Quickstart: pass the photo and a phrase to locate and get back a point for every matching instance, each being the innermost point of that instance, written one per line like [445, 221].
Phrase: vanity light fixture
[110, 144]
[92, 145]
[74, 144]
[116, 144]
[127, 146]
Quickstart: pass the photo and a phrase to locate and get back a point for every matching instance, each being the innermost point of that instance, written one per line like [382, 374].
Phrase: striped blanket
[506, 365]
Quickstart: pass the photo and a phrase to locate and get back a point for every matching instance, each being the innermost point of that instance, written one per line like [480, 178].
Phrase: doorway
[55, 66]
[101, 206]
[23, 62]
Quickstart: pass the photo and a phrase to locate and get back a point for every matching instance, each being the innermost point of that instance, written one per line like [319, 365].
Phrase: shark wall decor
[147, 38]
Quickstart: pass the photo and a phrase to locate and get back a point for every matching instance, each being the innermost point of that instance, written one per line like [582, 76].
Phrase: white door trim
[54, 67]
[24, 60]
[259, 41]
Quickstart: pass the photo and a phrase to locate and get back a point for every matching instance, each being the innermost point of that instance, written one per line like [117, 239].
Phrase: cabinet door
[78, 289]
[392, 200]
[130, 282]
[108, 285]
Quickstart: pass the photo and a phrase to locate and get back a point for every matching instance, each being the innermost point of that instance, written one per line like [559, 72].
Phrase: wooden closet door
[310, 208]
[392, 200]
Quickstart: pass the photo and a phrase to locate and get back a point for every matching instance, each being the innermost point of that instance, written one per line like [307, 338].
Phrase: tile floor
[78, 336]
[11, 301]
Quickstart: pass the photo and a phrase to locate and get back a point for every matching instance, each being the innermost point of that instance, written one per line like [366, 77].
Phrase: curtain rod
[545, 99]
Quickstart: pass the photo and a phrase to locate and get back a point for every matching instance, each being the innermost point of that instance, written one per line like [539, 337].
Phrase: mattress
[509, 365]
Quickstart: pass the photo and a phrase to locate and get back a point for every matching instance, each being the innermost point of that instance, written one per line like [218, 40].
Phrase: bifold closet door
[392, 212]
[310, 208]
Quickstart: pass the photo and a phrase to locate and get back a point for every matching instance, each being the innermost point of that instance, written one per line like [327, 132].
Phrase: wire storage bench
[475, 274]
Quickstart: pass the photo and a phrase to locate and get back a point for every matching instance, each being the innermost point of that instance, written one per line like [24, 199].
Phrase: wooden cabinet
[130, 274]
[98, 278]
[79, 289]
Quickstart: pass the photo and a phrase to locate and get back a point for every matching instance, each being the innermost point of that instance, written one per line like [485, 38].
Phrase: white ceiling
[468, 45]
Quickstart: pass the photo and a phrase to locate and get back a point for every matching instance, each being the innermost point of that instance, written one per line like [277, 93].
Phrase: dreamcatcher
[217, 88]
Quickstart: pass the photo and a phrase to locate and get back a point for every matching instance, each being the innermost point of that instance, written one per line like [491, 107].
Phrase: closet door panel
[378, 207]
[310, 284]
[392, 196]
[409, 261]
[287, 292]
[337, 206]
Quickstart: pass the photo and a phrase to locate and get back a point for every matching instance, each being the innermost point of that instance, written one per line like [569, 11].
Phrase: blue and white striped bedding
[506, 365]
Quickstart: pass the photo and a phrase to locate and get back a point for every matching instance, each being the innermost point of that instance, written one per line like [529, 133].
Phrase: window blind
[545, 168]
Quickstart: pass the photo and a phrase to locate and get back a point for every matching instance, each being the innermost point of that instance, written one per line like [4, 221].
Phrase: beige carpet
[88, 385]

◆ ◆ ◆

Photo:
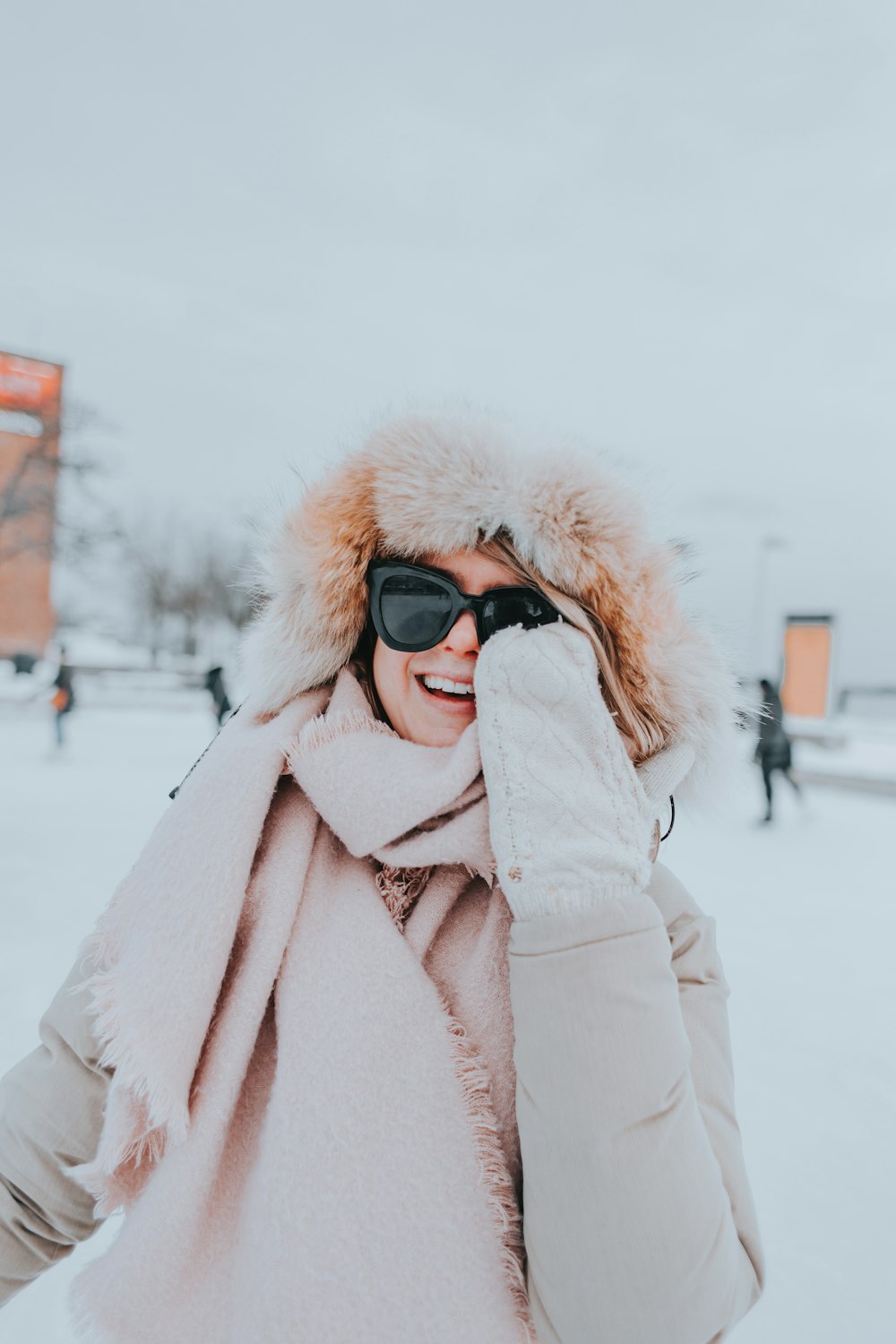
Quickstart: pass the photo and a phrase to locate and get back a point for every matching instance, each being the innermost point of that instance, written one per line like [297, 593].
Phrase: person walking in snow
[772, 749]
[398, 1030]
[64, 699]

◆ ◆ ◆

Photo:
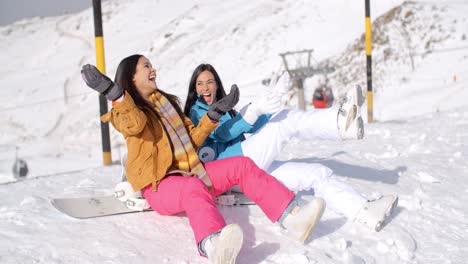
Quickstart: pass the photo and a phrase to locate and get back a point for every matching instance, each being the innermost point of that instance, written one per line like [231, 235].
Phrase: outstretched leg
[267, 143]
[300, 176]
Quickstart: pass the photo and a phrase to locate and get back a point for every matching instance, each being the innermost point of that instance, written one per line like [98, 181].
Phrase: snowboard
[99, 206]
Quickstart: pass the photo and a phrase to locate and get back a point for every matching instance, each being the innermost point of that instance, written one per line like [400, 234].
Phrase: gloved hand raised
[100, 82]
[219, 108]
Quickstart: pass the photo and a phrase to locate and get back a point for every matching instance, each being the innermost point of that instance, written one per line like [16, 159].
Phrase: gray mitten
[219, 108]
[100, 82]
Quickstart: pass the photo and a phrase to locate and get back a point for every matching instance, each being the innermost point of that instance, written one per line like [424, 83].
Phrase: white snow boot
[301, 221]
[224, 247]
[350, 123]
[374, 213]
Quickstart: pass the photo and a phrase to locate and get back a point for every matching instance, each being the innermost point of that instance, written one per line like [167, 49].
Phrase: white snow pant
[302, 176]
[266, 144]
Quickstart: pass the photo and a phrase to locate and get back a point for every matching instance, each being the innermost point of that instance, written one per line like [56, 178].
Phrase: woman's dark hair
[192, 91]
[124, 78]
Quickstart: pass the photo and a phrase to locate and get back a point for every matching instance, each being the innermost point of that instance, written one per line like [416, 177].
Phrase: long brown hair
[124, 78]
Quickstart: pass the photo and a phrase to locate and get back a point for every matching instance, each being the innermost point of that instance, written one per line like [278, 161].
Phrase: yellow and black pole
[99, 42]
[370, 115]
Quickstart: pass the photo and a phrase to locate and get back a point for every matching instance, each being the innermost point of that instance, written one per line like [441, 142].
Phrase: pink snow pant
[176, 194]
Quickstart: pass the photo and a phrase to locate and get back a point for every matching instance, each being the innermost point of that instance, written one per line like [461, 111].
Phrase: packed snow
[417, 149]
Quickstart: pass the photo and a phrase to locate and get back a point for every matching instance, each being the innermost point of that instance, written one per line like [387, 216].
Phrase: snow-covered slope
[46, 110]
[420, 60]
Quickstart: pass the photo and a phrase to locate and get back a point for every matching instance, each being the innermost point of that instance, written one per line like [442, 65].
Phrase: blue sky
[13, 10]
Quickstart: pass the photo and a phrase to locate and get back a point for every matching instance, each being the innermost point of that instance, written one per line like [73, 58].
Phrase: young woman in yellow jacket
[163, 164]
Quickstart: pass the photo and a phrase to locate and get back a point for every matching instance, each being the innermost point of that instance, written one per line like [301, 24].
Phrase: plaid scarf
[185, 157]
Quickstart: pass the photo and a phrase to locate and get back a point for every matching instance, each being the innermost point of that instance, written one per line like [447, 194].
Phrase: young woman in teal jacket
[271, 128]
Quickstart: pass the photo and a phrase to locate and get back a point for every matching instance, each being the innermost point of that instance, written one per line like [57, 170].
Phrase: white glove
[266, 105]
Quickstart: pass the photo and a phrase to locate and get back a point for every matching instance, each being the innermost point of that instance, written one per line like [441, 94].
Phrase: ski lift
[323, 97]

◆ ◆ ◆

**Task instructions:** Count how many lines in the material above contain the string "closet", treating uppercase and lowercase letters as distinct. Reply with the number alone.

**Final result:** 3